→ **RECORDS TO USE**
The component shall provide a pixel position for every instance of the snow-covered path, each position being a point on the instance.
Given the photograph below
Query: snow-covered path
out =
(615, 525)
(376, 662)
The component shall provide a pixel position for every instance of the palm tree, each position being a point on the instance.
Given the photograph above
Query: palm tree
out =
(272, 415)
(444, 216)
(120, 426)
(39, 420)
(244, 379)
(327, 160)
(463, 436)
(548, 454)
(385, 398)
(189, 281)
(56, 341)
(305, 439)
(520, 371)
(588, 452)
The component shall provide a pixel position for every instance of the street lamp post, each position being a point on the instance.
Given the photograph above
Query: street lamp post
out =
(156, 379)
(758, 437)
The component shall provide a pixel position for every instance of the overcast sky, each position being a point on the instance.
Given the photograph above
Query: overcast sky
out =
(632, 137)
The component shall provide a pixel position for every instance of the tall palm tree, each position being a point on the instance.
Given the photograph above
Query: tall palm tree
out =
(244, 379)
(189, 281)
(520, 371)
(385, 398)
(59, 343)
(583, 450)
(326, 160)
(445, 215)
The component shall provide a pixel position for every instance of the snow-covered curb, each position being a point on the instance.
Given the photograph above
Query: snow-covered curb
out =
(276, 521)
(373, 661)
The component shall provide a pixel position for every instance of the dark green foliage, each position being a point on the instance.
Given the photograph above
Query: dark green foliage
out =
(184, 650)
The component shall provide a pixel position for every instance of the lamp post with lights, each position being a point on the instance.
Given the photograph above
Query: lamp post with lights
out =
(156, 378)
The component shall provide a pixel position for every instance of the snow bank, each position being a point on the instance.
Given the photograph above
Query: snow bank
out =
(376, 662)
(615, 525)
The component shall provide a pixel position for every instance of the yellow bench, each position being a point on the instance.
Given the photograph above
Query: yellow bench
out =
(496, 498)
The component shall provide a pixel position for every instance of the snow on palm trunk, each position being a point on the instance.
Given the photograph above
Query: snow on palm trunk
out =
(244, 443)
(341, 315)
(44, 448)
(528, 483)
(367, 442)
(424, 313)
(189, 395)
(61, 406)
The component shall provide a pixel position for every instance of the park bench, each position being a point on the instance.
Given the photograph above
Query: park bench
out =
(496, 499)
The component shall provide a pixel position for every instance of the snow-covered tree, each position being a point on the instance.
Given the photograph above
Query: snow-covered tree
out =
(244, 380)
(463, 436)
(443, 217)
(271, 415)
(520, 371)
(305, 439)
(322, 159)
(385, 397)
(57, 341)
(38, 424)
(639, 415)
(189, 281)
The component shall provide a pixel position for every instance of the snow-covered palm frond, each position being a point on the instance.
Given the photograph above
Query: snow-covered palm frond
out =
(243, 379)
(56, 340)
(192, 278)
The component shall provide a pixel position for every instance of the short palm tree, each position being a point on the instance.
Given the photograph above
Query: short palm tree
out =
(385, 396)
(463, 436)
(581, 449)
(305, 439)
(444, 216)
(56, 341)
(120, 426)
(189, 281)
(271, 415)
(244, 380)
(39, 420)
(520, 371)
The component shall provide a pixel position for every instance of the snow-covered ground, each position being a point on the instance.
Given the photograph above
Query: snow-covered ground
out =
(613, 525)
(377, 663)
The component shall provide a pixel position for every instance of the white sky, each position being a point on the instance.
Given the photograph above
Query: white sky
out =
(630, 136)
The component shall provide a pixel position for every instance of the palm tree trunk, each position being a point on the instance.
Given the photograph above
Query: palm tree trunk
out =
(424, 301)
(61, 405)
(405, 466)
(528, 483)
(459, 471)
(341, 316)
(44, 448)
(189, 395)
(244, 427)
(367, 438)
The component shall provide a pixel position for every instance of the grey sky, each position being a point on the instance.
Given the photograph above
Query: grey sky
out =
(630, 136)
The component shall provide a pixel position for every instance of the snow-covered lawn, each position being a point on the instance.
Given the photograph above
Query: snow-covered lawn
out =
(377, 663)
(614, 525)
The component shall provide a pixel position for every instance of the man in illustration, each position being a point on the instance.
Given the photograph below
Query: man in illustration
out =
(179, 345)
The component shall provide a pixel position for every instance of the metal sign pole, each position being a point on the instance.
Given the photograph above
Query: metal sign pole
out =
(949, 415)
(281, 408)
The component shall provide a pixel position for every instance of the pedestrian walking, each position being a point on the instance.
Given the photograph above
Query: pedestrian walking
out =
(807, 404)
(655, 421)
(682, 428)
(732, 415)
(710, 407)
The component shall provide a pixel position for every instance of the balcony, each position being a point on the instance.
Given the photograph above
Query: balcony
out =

→ **INSTRUCTION**
Reproduce all of the records above verbatim, preserving every character, line break, and coordinate without alteration.

→ **FINAL ANSWER**
The component shall provide a pixel position for every instance of the snow-covered path, each position being a point on the instance.
Given the photograph below
Query: snow-covered path
out =
(615, 525)
(376, 662)
The component shall provide a pixel position for every instance of the palm tree, each position being a point on the instance.
Given the photograph above
Query: palm tree
out =
(272, 415)
(444, 216)
(120, 426)
(39, 420)
(244, 379)
(327, 160)
(463, 436)
(548, 454)
(385, 398)
(189, 281)
(56, 341)
(305, 439)
(520, 371)
(588, 452)
The component shall provide a pixel position for every instance of the street lamp post, each position being a point on the instance.
Given the photograph above
Query: street lamp post
out =
(156, 379)
(758, 437)
The component shall provide a pixel position for every instance of the overcast sky, each position being a point on the instance.
Given the photograph above
Query: overcast sky
out =
(632, 137)
The component shall provide a pixel position for every instance of the tall palm tree, each position being a point on the instance.
Given the photograph above
Query: tall palm tree
out =
(244, 379)
(189, 281)
(520, 371)
(385, 398)
(59, 343)
(583, 450)
(326, 160)
(445, 215)
The component shall provide a pixel position for every instance of the snow-covered curb, each position being a point on the instance.
Given the photograph above
Query: snow-covered curb
out =
(276, 521)
(373, 661)
The component shall provide a pixel position for every instance of the dark green foliage, each position being a point on the instance.
Given the photograph above
Query: dark green foliage
out =
(184, 650)
The component shall provide a pixel position for every instance of the lamp post with lights, each position being a point on the instance.
Given the photograph above
Query: lamp post with lights
out =
(156, 378)
The component shall provide a pixel position for every instance of the snow bank, each position being a point on the instance.
Given the photograph above
Query: snow bank
out =
(376, 662)
(615, 525)
The component shall provide a pixel position for every instance of the yellow bench, each position being a point on the instance.
Given the photograph above
Query: yellow bench
out =
(496, 498)
The component shall provide a pixel position for every instance of the snow on palm trunk, each position being a point on the instance.
Given the photograph above
Query: snow on palm trunk
out =
(244, 443)
(341, 315)
(44, 448)
(528, 483)
(367, 442)
(424, 313)
(189, 395)
(61, 406)
The component shall provide a pixel position for every instance of the park bench, each position being a point on the instance.
Given the photograph above
Query: park bench
out =
(496, 499)
The component shall provide a pixel position for every instance of the snow-covered tree, each position being a point on the instance.
Given the photograph above
Query: snow-covered tree
out =
(244, 380)
(463, 436)
(443, 217)
(271, 415)
(520, 371)
(305, 439)
(322, 159)
(385, 397)
(57, 341)
(38, 424)
(639, 415)
(189, 281)
The component shall provide a pixel position for every instance of the snow-covered palm frond, each position being a point on the instance.
Given the photograph above
Query: snow-covered palm frond
out =
(243, 379)
(56, 340)
(192, 278)
The component shall provide a pixel position for every instance of the short palm tree, each position being a point on the instance.
Given the photograph above
Query: short palm tree
out =
(385, 396)
(463, 436)
(581, 449)
(305, 439)
(444, 216)
(56, 341)
(120, 426)
(189, 281)
(271, 415)
(244, 380)
(39, 420)
(520, 371)
The component shall provide a pixel position for every instance of the snow-covered ground, each position being a point on the instance.
Given the photograph above
Query: snow-covered ground
out =
(613, 525)
(377, 663)
The component shall provide a pixel position for every instance of the white sky, each position being a point on the instance.
Given the photograph above
Query: white sky
out =
(630, 136)
The component shall provide a pixel position for every instance of the palm tree trunk, each position being a point on the instance.
Given the photograph above
Query: palm tree trunk
out =
(424, 301)
(61, 405)
(405, 466)
(528, 483)
(459, 471)
(341, 316)
(44, 448)
(189, 395)
(244, 427)
(367, 438)
The component shall provide a pixel position for every instance of the grey sky, each position being a point on the instance.
Given the photograph above
Query: grey sky
out =
(630, 136)
The component shall provide a pixel position for every instance of the snow-covered lawn, each position being a point on the instance.
Given the photograph above
Query: snow-covered lawn
out =
(377, 663)
(614, 525)
The component shall provide a pixel position for every instance of the man in illustration, each position being a point on the instance.
Given the photograph below
Query: man in illustration
out =
(179, 345)
The component shall provide a pixel position for every instance of the metal sign pole, each position being a point on the instance.
Given the photograph above
Query: metal sign pole
out =
(949, 415)
(281, 408)
The component shall provide a pixel position for every instance of the pedestrian walking, each position being a point on the instance.
Given the photograph above
Query: pedestrian walking
out =
(807, 404)
(655, 421)
(682, 428)
(732, 415)
(710, 407)
The component shall provide a pixel position for every instance of the balcony, each position being a point on the instance.
Given the photograph above
Query: balcony
out =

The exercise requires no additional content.